▶ CONSEGNA SCRITTA A:
Restituisci riga per riga, senza cambiare nulla, l'intero elenco che segue il brano.
::: BRANO DA LEGGERE :::
Ci soffermiamo su l'“oculata discrezione”, dove risaltano particolarmente la finezza spirituale e la saggezza pratica di Bonaventura.
Il superiore -- egli osserva -- è il «conduttore del gregge; se sbaglia, il gregge si troverebbe disperso e perirebbe». La sua funzione è paragonabile a quella dell'occhio: «Come l'occhio è la luce di tutto il corpo, così il pastore è la luce per il gregge affidatogli». Ed è duplice l'oculatezza che gli è necessaria: l'una riguarda ciò che si deve fare, l'altra il come lo si debba fare, dal momento che il bene se non vien ben fatto, ossia con discrezione, cessa di essere bene, com'è detto da san Bernardo. «Togli la discrezione, e la virtù diventa vizio».
::: MATERIALE FORNITO :::
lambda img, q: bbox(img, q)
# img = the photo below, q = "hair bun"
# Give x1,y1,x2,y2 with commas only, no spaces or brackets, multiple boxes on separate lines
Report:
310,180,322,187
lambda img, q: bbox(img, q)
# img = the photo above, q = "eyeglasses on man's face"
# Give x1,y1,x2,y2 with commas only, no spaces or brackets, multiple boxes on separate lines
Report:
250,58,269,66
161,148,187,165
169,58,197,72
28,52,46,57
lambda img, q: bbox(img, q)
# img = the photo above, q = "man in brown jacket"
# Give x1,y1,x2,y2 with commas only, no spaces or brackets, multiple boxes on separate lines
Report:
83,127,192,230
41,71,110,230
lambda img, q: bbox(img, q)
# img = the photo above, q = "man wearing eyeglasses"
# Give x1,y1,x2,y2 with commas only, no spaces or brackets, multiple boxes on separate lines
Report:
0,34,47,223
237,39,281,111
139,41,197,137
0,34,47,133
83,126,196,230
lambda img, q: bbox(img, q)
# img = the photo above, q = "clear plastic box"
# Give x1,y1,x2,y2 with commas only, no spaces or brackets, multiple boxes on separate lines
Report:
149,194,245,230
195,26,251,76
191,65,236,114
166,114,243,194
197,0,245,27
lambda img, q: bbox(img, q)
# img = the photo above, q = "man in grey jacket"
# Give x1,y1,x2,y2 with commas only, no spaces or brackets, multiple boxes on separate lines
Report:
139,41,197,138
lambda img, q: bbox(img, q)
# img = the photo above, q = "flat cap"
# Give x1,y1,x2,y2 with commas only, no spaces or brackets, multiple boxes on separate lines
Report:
:::
▶ CONSEGNA SCRITTA B:
Secondo il brano sull'oculata discrezione, perché al superiore non basta sapere che cosa si deve fare, ma serve anche badare al come farlo?

▶ RISPOSTA COMPLETA A:
lambda img, q: bbox(img, q)
# img = the photo below, q = "hair bun"
# Give x1,y1,x2,y2 with commas only, no spaces or brackets, multiple boxes on separate lines
Report:
310,180,322,187
lambda img, q: bbox(img, q)
# img = the photo above, q = "eyeglasses on man's face"
# Give x1,y1,x2,y2 with commas only, no spaces or brackets, multiple boxes on separate lines
Report:
250,58,269,66
161,148,187,165
169,58,197,72
28,52,46,57
lambda img, q: bbox(img, q)
# img = the photo above, q = "man in brown jacket"
# Give x1,y1,x2,y2 with commas only, no spaces or brackets, multiple boxes on separate lines
Report:
83,127,192,230
41,71,110,230
lambda img, q: bbox(img, q)
# img = the photo above, q = "man wearing eyeglasses"
# Give x1,y1,x2,y2 with commas only, no spaces or brackets, multiple boxes on separate lines
Report:
0,34,47,223
237,39,281,111
139,41,197,137
0,34,47,133
83,126,196,230
lambda img, q: bbox(img, q)
# img = the photo above, q = "clear plastic box"
# Give x1,y1,x2,y2 with commas only, no spaces or brackets, multiple boxes on separate lines
Report:
149,194,245,230
195,26,251,76
191,65,236,114
166,114,243,194
197,0,245,27
lambda img, q: bbox(img, q)
# img = the photo above, q = "man in grey jacket"
# Give x1,y1,x2,y2 with commas only, no spaces or brackets, multiple boxes on separate lines
Report:
139,41,197,138
lambda img, q: bbox(img, q)
# img = the photo above, q = "flat cap"
# Give x1,y1,x2,y2 with commas only, no spaces or brackets, multiple boxes on separate lines
Report:

▶ RISPOSTA COMPLETA B:
Perché il bene, se non viene fatto bene, cioè con discrezione, cessa di essere bene, come afferma san Bernardo. Senza la discrezione, la virtù diventa vizio.